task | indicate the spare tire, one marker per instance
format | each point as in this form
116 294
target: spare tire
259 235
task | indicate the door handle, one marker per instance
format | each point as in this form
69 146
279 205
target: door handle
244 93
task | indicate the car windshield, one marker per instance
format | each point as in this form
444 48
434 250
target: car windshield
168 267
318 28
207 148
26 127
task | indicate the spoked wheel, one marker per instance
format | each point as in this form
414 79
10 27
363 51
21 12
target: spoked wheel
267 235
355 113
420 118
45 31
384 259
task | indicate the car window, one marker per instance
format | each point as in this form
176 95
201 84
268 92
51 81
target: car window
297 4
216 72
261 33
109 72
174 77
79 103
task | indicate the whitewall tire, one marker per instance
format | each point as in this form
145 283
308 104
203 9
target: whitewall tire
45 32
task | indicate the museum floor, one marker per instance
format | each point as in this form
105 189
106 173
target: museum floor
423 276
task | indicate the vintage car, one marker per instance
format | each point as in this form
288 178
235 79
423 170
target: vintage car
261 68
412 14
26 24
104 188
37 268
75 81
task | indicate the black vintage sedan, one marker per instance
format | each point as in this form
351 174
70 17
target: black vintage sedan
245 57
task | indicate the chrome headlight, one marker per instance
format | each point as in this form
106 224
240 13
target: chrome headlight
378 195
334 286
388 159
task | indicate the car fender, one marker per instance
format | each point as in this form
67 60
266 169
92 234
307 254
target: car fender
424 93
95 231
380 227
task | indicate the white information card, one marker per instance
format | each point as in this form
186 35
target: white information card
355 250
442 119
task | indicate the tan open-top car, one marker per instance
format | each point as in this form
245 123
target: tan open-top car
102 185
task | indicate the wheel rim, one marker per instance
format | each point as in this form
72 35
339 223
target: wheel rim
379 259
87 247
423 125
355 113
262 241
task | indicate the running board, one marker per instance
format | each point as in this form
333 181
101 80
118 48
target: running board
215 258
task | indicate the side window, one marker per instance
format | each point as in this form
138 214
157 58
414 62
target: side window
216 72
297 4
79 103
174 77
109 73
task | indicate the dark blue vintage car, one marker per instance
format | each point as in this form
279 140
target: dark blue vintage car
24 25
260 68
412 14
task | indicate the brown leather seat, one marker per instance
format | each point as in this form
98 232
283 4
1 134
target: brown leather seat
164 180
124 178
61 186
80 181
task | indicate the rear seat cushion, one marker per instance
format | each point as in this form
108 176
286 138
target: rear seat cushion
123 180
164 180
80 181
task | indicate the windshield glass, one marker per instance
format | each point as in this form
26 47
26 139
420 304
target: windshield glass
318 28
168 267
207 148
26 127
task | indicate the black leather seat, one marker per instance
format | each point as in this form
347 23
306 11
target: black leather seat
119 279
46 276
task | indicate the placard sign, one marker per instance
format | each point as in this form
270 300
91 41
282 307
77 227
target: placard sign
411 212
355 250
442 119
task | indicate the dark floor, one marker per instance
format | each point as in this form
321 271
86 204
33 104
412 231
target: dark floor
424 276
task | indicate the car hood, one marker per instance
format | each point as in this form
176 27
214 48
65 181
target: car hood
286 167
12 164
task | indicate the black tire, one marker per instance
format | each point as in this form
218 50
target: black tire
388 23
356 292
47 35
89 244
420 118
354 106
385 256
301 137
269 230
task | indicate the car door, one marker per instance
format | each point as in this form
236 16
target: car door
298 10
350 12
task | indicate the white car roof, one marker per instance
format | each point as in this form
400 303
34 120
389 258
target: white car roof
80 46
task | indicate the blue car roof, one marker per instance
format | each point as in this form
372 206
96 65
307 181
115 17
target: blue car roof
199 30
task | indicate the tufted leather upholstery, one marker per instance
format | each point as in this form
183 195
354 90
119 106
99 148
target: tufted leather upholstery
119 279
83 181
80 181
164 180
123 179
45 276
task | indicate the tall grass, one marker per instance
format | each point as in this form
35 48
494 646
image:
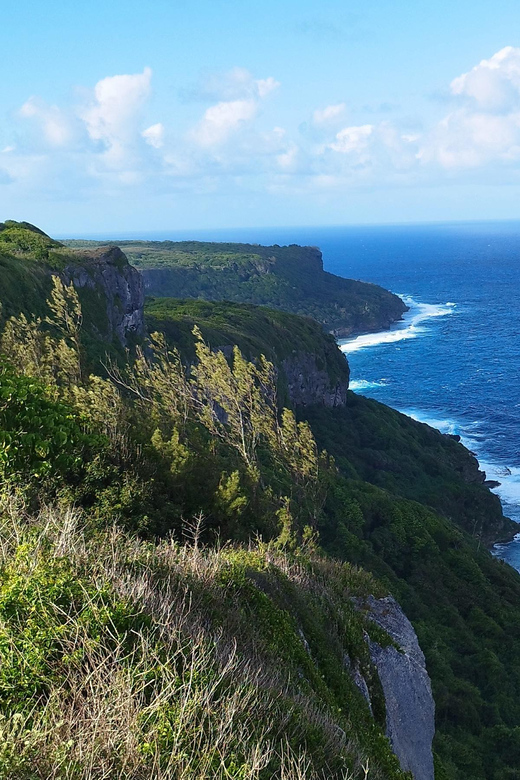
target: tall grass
########################################
**What to do:** Starting at the line that contains "task | indicate the car hood, one" and ending at the end of the data, reproduce every line, requests included, adding 70 to each coordinate in the answer points while leaving the requests and their format samples unchanged. Omit the pictures from your output.

**Task response:**
task | indicate the car hood, one marker per instance
format | each point as in this form
176 27
214 48
65 181
target: car hood
356 237
82 234
task | indicate the black tire, one marker per instance
format | each point as in this form
218 50
target: black tire
458 93
426 362
117 105
159 314
490 188
424 176
455 326
371 207
339 300
task | indicate the car door, one marker per instance
format | each point as in this form
236 16
target: car door
368 80
420 82
task | indicate the white car roof, one marker per instance
format | each point as in this form
400 303
34 120
389 258
target: white car roof
150 116
task | indicate the blue car roof, one marker per instance
format | each point as in this form
372 206
96 65
307 181
115 17
target: blue car roof
269 100
task | indicate the tufted leather upholstery, one marker per instance
format | each point as in this form
183 195
354 90
119 106
99 148
target: tufted leather upholstery
189 349
153 251
150 251
234 250
193 249
115 346
task | indicate the tall grass, one marker per instance
format | each point as in this form
35 48
494 646
image:
target: tall grass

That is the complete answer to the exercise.